● Instruction
Scale the material from the line containing "Annotation task: tag one point per instance of the coastal" through the line containing "(1116, 290)". Reproduce only those lines, keep the requests unchanged, and multiply each point coordinate in the answers by 1.95, rounding to a whole number with halves rounded up.

● Record excerpts
* begin *
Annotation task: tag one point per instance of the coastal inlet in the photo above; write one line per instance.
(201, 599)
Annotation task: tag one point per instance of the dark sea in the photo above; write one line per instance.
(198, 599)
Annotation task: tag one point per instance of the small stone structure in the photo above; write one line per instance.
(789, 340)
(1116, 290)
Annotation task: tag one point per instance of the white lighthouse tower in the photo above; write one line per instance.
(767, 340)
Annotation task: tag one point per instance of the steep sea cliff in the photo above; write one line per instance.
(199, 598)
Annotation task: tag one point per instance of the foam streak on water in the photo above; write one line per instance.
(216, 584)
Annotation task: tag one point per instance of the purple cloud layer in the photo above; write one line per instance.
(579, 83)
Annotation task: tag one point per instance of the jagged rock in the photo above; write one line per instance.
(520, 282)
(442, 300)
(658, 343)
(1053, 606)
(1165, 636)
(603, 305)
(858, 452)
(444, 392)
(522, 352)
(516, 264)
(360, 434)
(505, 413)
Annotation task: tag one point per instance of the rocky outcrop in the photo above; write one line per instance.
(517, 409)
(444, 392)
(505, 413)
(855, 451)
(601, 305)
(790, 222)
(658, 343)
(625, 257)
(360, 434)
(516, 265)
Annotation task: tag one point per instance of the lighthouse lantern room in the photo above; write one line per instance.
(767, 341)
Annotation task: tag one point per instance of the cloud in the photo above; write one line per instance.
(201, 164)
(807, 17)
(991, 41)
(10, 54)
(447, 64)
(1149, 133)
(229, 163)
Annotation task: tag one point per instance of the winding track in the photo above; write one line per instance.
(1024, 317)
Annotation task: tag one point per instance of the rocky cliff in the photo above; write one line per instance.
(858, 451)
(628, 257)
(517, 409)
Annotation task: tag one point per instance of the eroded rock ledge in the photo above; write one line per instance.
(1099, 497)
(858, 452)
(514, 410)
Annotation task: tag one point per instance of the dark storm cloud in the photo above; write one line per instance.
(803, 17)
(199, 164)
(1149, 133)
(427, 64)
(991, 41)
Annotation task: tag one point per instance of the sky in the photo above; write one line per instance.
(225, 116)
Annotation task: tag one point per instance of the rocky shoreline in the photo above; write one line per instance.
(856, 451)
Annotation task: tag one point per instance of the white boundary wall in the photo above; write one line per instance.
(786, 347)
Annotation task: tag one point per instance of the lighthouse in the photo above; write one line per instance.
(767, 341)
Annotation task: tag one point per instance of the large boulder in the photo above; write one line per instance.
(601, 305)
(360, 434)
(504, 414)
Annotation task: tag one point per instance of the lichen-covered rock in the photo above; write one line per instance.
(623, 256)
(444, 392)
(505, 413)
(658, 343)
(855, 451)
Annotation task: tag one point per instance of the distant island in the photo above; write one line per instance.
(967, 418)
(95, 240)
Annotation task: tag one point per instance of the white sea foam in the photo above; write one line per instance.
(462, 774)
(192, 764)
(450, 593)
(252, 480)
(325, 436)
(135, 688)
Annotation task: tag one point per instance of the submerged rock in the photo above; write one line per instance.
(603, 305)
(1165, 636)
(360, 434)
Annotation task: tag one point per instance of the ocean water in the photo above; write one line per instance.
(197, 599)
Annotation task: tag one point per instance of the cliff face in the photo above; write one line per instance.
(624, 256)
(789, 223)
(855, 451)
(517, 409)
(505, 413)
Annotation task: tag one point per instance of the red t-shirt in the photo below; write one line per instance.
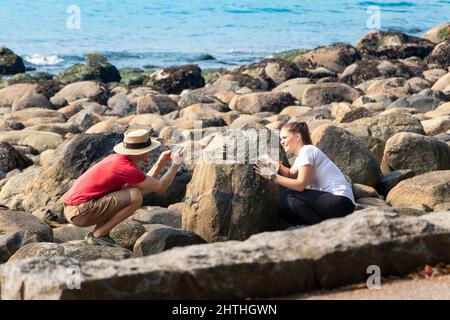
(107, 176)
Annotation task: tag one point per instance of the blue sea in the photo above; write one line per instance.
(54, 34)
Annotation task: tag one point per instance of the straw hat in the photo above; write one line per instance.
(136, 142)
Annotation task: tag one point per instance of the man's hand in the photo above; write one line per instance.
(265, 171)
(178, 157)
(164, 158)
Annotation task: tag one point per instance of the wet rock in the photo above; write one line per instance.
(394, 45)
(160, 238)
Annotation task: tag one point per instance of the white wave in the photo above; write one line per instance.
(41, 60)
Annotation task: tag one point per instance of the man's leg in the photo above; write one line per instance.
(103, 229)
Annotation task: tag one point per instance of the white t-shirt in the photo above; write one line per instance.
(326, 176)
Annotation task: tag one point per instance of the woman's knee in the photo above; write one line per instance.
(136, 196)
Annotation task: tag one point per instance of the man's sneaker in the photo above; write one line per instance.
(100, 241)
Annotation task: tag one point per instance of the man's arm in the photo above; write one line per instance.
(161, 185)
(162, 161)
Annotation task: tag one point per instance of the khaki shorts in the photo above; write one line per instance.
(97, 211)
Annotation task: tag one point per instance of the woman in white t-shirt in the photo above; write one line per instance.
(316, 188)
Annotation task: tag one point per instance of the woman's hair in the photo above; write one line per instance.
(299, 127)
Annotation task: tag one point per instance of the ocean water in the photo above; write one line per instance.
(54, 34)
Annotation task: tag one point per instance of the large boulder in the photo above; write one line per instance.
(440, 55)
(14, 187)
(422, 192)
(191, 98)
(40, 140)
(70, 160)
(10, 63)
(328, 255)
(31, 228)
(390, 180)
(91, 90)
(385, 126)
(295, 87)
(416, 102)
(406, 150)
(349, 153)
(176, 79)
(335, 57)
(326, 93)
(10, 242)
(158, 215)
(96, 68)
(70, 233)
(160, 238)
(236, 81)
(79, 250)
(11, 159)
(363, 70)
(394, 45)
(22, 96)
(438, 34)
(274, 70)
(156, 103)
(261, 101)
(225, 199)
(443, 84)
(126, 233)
* end *
* begin *
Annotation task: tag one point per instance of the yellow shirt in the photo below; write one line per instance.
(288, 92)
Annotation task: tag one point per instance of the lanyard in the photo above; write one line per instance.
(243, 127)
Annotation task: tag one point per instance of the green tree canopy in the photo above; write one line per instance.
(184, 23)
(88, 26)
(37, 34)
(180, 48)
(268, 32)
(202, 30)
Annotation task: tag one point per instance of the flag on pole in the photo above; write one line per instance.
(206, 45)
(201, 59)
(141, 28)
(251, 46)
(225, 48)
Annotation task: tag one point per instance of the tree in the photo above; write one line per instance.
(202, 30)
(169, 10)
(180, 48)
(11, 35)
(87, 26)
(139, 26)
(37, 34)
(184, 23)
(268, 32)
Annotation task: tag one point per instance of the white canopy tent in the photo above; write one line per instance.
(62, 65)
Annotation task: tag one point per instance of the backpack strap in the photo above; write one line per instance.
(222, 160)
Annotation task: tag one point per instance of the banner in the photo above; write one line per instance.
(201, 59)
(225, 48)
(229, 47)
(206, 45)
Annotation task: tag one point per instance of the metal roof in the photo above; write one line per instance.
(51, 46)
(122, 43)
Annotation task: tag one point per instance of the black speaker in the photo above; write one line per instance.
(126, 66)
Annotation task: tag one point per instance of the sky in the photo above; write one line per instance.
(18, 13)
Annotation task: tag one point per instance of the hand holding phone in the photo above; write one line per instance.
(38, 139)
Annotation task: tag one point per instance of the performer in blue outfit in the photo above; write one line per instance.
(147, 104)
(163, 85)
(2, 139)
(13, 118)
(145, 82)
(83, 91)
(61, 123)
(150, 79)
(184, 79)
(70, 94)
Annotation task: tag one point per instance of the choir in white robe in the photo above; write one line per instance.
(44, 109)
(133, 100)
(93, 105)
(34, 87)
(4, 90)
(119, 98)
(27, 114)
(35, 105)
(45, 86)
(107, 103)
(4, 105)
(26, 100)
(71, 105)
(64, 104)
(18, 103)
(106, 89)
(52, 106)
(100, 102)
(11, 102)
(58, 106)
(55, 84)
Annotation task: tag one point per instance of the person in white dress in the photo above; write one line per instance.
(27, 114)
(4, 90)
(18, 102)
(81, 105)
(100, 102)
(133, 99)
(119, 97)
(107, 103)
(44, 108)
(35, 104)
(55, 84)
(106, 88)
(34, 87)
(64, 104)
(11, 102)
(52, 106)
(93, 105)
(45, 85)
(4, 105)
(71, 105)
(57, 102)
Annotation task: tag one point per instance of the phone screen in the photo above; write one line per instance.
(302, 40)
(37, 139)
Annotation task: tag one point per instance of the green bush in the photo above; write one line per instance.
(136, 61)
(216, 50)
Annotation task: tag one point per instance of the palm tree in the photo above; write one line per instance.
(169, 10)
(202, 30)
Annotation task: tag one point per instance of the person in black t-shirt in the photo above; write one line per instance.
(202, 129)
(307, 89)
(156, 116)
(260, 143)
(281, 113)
* end *
* begin *
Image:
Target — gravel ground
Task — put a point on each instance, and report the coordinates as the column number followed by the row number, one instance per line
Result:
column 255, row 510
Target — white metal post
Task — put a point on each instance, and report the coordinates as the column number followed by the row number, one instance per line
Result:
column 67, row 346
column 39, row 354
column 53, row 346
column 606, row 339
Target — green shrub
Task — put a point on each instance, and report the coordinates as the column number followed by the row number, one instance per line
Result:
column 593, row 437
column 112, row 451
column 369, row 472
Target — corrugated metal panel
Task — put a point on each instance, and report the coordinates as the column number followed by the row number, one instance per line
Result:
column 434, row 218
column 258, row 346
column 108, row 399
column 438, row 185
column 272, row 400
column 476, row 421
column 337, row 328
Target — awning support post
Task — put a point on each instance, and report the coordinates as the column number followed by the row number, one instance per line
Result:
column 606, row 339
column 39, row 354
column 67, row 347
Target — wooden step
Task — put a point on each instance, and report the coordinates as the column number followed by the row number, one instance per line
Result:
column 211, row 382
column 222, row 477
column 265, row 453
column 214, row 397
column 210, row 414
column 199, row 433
* end *
● Exercise result
Annotation task: tag one point per instance of the coastal inlet in the photo above; write one line per instance.
(392, 1168)
Annotation task: tag one point per instance of the dark sea in the photo above; write one line per instance.
(386, 1168)
Annotation task: tag one point per instance of the small stone structure in the photo above; write one line per instance.
(1539, 663)
(2176, 566)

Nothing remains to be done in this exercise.